### Your objective
Produce an exact copy of the lines from the line that contains "else: point(368, 212)." to the end of the listing below.
--- Begin ---
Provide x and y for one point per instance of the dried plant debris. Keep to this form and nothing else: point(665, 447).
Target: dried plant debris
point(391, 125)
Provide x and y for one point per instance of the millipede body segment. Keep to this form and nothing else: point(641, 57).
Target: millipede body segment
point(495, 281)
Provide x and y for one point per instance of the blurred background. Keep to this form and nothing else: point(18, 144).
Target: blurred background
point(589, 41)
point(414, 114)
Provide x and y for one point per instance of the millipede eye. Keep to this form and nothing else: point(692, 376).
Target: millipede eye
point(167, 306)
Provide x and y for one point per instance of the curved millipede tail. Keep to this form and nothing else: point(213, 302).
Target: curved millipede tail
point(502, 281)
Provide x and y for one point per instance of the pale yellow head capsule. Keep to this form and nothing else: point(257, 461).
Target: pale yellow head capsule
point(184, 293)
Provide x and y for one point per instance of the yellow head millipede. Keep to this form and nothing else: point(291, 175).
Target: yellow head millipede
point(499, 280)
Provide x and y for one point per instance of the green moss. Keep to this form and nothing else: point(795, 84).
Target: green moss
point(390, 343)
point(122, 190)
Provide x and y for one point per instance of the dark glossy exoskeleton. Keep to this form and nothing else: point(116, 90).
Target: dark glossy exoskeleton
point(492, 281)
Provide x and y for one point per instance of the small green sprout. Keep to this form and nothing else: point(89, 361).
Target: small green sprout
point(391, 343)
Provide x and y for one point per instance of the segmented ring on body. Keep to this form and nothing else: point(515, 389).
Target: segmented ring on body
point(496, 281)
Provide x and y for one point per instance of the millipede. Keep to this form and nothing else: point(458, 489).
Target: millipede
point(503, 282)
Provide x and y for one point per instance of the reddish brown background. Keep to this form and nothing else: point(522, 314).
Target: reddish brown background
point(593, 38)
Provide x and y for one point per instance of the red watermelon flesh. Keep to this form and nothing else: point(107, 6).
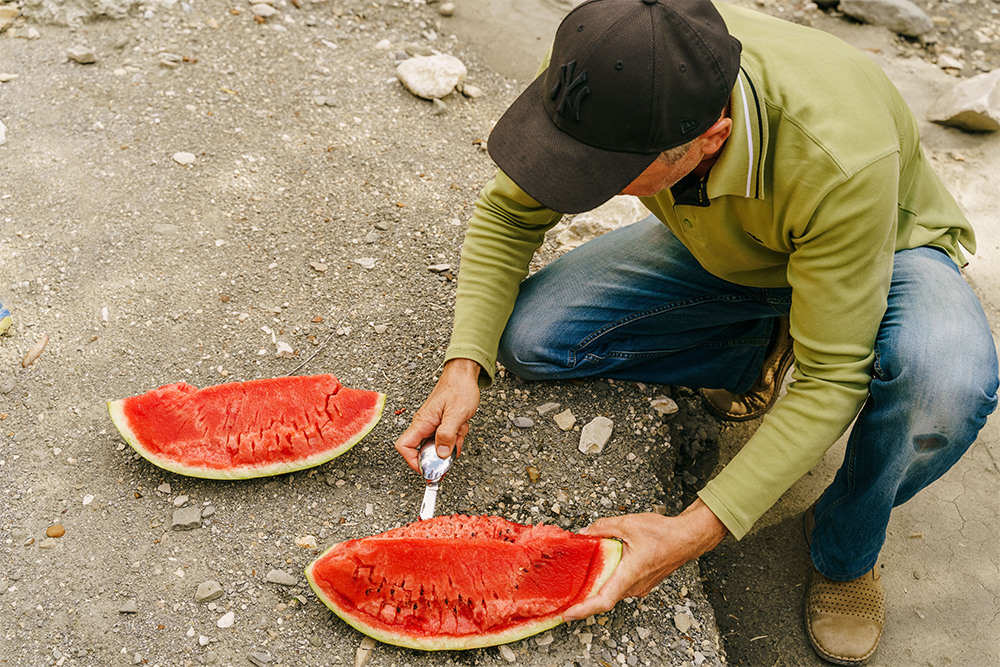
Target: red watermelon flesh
point(457, 582)
point(247, 429)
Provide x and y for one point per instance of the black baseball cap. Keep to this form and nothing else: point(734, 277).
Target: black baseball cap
point(627, 80)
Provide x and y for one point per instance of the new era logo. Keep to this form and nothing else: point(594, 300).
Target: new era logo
point(574, 89)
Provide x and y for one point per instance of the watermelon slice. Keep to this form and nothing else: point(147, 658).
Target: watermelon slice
point(240, 430)
point(458, 582)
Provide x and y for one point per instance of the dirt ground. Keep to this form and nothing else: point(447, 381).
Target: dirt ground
point(320, 195)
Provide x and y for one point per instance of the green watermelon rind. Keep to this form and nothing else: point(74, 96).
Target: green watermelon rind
point(118, 416)
point(611, 551)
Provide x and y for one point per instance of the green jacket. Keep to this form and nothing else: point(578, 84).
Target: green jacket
point(822, 179)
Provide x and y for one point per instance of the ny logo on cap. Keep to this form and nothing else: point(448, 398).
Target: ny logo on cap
point(573, 90)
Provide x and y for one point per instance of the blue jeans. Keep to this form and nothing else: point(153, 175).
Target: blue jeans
point(634, 304)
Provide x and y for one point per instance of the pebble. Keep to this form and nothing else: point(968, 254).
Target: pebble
point(82, 55)
point(207, 591)
point(263, 10)
point(664, 405)
point(682, 622)
point(282, 578)
point(595, 435)
point(565, 419)
point(431, 77)
point(187, 518)
point(306, 542)
point(259, 658)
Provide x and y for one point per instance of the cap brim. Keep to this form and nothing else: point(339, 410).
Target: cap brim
point(554, 169)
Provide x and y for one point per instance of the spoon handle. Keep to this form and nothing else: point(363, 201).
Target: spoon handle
point(430, 500)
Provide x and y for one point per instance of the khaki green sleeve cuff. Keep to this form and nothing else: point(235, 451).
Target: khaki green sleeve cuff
point(480, 357)
point(728, 519)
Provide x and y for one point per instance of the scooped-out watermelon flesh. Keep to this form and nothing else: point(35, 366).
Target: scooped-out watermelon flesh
point(459, 582)
point(249, 429)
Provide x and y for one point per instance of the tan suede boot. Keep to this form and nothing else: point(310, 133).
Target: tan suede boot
point(844, 619)
point(764, 392)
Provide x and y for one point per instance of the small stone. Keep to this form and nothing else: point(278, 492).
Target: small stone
point(470, 91)
point(208, 591)
point(306, 542)
point(682, 622)
point(82, 55)
point(263, 10)
point(259, 658)
point(282, 578)
point(565, 419)
point(664, 405)
point(595, 435)
point(187, 518)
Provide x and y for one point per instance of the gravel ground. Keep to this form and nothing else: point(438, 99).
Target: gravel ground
point(319, 195)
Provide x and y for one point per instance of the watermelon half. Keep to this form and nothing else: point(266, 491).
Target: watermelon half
point(459, 582)
point(240, 430)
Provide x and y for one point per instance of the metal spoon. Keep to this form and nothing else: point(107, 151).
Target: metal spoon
point(433, 468)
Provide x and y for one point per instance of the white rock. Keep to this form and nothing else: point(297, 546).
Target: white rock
point(900, 16)
point(618, 212)
point(565, 419)
point(595, 435)
point(507, 653)
point(664, 405)
point(431, 77)
point(263, 10)
point(973, 104)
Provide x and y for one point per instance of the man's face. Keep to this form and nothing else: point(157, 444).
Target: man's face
point(659, 176)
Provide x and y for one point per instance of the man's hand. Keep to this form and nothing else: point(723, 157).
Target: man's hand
point(445, 414)
point(654, 546)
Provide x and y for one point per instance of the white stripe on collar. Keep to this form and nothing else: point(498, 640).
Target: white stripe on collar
point(746, 119)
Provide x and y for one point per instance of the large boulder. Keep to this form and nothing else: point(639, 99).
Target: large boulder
point(973, 104)
point(901, 16)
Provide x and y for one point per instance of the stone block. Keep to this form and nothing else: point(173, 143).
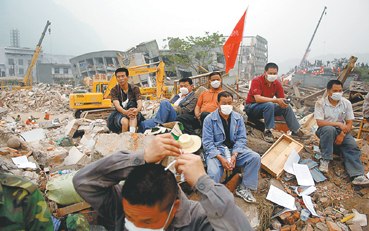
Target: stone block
point(108, 144)
point(56, 157)
point(333, 226)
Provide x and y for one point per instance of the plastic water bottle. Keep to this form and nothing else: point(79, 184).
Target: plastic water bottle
point(227, 154)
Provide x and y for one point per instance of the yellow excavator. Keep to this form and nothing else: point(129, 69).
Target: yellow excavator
point(27, 81)
point(97, 104)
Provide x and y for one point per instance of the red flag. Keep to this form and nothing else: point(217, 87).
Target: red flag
point(230, 48)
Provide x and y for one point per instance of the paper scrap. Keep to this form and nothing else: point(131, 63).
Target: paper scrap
point(309, 205)
point(281, 198)
point(293, 158)
point(22, 162)
point(303, 175)
point(307, 190)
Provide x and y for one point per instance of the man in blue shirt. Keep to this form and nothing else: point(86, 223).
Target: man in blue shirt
point(182, 103)
point(224, 143)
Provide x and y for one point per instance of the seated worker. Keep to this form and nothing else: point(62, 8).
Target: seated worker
point(261, 104)
point(126, 99)
point(366, 107)
point(224, 133)
point(47, 115)
point(334, 116)
point(29, 120)
point(206, 103)
point(182, 103)
point(22, 206)
point(18, 118)
point(150, 198)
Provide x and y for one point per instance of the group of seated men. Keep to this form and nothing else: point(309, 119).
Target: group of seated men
point(151, 199)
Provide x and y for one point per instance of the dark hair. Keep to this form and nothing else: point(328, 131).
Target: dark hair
point(149, 185)
point(186, 79)
point(122, 69)
point(333, 81)
point(225, 94)
point(215, 73)
point(270, 65)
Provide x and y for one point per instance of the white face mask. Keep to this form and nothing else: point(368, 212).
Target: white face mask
point(131, 227)
point(336, 96)
point(226, 109)
point(272, 78)
point(183, 90)
point(215, 84)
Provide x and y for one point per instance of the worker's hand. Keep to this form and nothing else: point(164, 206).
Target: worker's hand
point(161, 146)
point(198, 116)
point(233, 160)
point(225, 162)
point(346, 129)
point(191, 166)
point(281, 103)
point(339, 139)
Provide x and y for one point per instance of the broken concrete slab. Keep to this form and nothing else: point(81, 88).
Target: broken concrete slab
point(34, 135)
point(108, 144)
point(56, 157)
point(76, 157)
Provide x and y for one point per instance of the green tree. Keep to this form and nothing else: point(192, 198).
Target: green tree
point(192, 52)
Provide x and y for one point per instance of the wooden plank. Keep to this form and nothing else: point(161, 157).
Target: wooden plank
point(276, 156)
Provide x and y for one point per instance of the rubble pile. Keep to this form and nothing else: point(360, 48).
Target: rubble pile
point(42, 97)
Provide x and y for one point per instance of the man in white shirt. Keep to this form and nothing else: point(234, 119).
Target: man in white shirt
point(334, 116)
--- End ---
### Result of the task
Provide x and y for one point per instance of the white face mask. Keep to this form and nothing else: point(368, 212).
Target: white face mask
point(131, 227)
point(336, 96)
point(226, 109)
point(272, 78)
point(183, 90)
point(215, 84)
Provide x and y for one point per instance of the worker's hand. Keep to this form and nothing else: point(164, 206).
Target: worker's hand
point(161, 146)
point(198, 116)
point(233, 160)
point(225, 162)
point(346, 129)
point(191, 166)
point(281, 103)
point(339, 139)
Provide x and y for one point per instance of the broken concrete slab. Keep to this form and nothing else: point(81, 88).
Target: broken concrete slab
point(34, 135)
point(108, 144)
point(56, 157)
point(76, 157)
Provide x and y for one point per instance of the green tree. Keep to this form and nothing else: point(192, 198).
Target: green tree
point(192, 52)
Provide x and y for one point per instance of the wooden plank. Keep to this form and nothing else: point(161, 157).
Target: wooden plank
point(276, 156)
Provide x and y for one point per instance of the rubble pile. Keep to this form and nothing else: point(360, 48).
Target: rubble pile
point(42, 97)
Provide x and y for one point per instance of the man in white shirt. Keep to this form and nothing else: point(234, 119).
Target: man in white shirt
point(334, 116)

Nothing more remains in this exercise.